RECORDS FOR THE EXERCISE:

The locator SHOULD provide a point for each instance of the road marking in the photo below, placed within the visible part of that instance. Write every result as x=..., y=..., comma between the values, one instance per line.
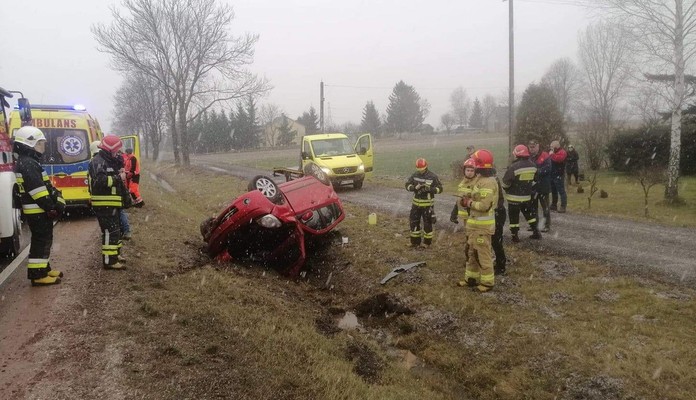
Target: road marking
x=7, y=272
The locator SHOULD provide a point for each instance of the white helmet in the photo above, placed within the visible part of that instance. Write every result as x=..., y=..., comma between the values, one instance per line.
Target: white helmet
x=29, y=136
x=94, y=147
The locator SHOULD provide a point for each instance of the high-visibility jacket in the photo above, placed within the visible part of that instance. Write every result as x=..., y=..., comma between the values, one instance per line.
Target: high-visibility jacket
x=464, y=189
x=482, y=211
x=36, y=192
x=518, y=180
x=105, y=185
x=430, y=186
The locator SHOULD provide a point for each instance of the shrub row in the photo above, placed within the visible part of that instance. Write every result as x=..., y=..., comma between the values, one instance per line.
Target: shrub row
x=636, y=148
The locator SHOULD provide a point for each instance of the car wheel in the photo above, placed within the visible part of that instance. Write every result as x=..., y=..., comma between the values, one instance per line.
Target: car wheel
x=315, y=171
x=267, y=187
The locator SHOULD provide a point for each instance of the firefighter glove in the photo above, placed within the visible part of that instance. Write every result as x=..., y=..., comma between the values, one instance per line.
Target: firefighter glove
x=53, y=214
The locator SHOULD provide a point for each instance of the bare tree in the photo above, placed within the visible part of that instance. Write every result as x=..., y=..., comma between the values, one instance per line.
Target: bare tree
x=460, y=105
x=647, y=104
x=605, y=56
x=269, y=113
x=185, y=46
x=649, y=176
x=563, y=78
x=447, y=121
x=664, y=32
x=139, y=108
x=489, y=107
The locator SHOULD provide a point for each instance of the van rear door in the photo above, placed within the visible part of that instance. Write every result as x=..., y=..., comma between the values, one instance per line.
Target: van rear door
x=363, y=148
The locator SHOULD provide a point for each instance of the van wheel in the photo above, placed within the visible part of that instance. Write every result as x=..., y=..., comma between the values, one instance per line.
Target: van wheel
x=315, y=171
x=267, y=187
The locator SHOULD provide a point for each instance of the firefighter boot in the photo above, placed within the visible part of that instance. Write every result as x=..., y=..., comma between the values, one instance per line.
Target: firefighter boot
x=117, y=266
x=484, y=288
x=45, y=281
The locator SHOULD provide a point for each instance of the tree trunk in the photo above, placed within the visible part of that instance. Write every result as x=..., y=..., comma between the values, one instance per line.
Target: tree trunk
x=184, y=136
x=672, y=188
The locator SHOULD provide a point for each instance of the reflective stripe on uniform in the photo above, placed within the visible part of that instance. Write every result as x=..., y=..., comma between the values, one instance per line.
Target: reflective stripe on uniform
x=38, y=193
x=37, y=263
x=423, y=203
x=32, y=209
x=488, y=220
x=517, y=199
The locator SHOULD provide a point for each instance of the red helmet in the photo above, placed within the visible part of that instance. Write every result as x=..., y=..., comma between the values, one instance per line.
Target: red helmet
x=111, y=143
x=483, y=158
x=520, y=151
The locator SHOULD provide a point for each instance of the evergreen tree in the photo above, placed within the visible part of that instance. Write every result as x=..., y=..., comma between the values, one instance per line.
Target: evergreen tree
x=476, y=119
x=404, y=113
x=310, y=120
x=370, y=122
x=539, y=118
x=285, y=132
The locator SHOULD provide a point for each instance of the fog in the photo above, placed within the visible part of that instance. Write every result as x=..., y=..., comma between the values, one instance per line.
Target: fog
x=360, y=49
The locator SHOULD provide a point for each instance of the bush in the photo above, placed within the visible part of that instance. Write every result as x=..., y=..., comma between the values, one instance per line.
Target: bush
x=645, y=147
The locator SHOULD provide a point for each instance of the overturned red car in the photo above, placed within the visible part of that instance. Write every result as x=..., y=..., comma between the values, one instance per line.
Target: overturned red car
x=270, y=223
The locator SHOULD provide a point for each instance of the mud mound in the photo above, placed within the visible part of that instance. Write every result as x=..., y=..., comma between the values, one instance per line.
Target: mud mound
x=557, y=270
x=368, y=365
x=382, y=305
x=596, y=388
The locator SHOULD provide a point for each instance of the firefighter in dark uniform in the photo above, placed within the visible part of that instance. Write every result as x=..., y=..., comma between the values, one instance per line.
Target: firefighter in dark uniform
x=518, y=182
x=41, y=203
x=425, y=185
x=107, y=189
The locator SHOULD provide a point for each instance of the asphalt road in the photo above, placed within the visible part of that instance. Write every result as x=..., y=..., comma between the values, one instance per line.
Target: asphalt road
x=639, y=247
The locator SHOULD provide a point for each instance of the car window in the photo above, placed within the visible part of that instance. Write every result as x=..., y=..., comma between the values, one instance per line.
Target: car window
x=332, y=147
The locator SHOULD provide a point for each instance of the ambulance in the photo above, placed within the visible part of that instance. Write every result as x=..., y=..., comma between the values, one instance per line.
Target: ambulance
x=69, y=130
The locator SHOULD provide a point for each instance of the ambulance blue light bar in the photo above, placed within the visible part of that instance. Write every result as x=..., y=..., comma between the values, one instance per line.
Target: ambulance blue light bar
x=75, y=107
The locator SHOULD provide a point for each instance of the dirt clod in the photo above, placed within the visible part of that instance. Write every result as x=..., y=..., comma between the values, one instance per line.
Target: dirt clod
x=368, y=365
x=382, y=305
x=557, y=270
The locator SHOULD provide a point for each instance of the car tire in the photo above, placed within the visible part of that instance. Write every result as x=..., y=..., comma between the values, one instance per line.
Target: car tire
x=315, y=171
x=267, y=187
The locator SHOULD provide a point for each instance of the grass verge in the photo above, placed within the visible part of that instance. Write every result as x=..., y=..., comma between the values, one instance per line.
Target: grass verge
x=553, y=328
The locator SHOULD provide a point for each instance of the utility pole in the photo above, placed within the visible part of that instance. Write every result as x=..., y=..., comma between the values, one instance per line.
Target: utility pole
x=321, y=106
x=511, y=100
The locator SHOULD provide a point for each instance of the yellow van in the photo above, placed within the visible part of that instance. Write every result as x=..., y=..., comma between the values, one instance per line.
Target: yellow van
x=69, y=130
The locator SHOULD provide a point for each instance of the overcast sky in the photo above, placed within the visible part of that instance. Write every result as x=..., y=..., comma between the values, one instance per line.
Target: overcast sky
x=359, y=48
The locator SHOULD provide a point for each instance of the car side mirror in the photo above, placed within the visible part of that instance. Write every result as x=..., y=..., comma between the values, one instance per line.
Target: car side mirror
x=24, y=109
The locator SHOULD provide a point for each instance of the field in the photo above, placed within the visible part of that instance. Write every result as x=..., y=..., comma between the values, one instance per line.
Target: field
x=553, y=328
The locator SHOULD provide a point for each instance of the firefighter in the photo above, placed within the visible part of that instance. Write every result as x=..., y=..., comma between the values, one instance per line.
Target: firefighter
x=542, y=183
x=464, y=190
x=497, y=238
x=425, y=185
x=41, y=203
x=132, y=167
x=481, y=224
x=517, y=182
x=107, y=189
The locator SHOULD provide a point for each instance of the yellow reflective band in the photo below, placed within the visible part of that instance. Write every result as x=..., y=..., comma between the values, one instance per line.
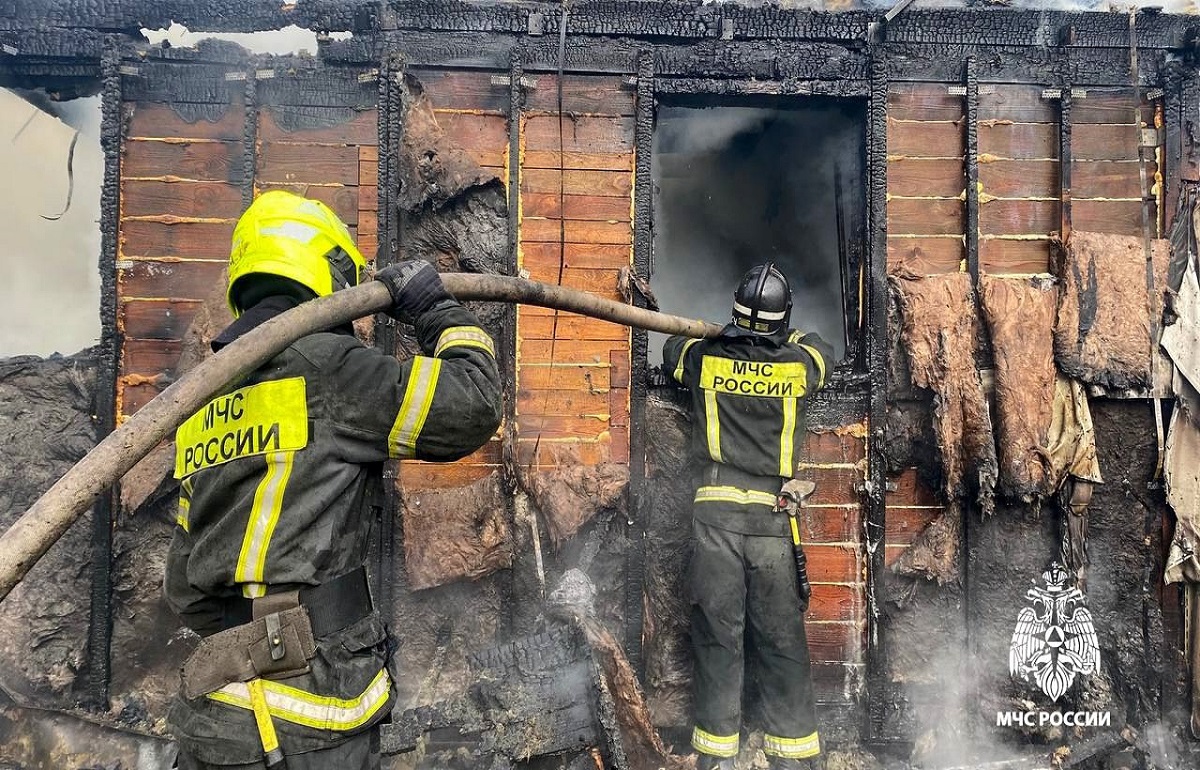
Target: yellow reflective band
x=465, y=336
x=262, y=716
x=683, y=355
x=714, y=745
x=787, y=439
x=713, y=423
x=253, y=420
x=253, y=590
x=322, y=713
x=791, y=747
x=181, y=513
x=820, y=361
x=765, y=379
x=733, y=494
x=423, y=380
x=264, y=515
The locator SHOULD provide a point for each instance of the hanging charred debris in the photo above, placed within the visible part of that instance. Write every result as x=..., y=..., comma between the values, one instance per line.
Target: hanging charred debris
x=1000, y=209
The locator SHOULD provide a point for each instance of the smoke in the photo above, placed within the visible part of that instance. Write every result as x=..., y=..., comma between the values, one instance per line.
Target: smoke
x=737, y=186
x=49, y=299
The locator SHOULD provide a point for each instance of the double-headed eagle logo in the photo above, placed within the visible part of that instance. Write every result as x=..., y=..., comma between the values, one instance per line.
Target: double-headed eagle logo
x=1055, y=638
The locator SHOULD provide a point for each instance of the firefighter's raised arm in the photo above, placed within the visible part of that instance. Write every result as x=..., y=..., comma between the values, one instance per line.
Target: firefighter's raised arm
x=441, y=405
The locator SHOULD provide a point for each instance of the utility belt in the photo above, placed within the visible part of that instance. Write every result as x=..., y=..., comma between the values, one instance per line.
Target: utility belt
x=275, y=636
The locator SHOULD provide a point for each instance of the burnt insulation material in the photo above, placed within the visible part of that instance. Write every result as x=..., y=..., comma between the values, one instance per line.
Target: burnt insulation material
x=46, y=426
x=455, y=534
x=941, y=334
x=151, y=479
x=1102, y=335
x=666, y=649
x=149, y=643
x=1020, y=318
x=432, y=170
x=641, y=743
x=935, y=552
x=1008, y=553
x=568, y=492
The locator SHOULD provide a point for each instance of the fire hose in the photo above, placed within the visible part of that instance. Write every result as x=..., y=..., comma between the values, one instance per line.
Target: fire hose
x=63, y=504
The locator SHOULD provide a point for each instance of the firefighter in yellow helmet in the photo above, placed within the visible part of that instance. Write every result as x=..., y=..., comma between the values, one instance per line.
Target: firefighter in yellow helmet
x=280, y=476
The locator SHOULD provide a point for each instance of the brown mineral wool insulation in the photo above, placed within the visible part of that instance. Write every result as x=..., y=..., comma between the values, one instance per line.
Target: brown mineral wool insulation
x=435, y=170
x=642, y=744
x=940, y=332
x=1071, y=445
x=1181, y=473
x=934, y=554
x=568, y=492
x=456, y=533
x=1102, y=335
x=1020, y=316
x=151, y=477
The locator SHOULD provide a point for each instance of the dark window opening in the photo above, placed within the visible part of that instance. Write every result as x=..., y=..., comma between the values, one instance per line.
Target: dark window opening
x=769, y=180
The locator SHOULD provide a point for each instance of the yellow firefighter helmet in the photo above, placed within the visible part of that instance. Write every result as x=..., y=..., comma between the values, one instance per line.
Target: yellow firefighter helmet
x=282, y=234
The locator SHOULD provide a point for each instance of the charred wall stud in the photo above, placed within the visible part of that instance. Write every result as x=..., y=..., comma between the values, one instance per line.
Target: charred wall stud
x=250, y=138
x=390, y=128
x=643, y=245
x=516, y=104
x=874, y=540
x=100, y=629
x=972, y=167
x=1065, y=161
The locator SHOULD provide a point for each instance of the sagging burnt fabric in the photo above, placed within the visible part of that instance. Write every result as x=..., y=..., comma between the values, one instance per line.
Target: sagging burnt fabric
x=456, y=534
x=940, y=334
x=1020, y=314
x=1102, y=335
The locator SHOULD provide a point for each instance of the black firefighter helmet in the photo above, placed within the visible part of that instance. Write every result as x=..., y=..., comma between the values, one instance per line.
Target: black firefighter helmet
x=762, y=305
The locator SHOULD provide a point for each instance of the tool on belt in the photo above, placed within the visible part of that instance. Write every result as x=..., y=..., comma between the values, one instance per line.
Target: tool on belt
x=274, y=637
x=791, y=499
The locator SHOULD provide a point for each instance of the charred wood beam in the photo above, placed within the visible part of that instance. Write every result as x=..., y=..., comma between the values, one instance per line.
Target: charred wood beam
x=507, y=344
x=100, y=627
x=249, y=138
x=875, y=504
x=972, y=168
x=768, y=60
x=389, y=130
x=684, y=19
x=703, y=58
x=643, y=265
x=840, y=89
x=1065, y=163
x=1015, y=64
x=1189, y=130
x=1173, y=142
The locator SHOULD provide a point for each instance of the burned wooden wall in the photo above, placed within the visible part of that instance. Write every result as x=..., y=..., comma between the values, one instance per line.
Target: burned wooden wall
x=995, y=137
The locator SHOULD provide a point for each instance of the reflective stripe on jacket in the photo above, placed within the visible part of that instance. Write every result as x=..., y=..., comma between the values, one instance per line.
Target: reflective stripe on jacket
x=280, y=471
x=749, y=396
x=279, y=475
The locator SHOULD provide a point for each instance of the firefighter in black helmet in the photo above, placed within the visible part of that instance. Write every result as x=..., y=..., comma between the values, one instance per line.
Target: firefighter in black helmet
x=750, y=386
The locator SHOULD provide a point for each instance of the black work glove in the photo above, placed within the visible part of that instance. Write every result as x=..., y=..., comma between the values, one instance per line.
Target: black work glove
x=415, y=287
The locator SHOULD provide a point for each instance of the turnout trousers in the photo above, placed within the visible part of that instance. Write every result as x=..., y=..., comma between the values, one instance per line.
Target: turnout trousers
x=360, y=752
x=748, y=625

WHAT IS NEEDED: Write out the lines again from the one containing "yellow helmet in" through the one containing "x=280, y=476", swapping "yellow helmet" for "yellow hard hat" and leaving everything else as it is.

RESULT BELOW:
The locator SHOULD provide a point for each instance of the firefighter in yellow hard hat in the photo above, placed within the visible part of that instance. Write every result as x=..., y=..., comma between the values, one instance per line.
Target: firefighter in yellow hard hat
x=280, y=476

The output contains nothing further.